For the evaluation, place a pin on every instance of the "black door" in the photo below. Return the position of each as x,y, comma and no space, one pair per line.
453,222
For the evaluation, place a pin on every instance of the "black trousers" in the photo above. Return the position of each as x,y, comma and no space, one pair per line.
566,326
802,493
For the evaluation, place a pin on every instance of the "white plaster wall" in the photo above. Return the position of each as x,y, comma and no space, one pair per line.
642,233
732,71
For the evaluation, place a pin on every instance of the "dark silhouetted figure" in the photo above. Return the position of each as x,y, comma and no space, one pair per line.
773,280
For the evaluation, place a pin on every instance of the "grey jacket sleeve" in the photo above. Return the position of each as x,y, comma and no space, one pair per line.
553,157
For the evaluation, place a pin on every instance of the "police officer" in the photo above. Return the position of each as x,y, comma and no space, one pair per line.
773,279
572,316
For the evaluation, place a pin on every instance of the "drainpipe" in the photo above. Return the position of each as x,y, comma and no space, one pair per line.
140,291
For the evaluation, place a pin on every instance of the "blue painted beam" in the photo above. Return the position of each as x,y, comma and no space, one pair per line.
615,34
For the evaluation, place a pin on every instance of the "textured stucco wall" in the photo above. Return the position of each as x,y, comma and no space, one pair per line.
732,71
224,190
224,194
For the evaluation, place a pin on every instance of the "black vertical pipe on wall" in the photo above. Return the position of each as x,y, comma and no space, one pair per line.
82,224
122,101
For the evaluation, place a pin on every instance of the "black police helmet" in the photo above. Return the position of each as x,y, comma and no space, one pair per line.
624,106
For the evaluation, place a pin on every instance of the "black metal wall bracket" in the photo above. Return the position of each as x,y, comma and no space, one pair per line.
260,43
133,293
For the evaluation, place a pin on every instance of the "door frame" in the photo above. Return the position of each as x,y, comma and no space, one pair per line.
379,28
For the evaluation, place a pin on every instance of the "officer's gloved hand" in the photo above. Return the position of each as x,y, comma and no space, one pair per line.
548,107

────

Task objective ::
Locate the line that contains "vertical pipe on", then please quote it and every line after it to the end of the entries above, exactly and with nothing else.

Written answer ::
For the evaluation, place a pin on every instance of the "black vertical pipe on wall" in the photo above. Return the position of each as x,y, comma and no space, one pair per line.
82,224
122,101
For the evaluation, place a pin on every instance of the "black police helmet" in the photo above. Return the position of each as x,y, comma and no space, one pair per line.
624,106
For the evaluation, place a pin on every instance of the "black metal wall bracket" in the photo above. Return the position of each as x,y, comma and no space, one pair per line.
260,43
133,293
For the evaluation, place a pin on every instance of the "door frame" in the photo above. Return the position of each as x,y, comma and no space, one pair per line.
379,28
For the evaluation, place a pin on every instance of the "officer's gloved hand" in the photo above. Return the position of each as x,y, comma and no space, one pair per line.
548,107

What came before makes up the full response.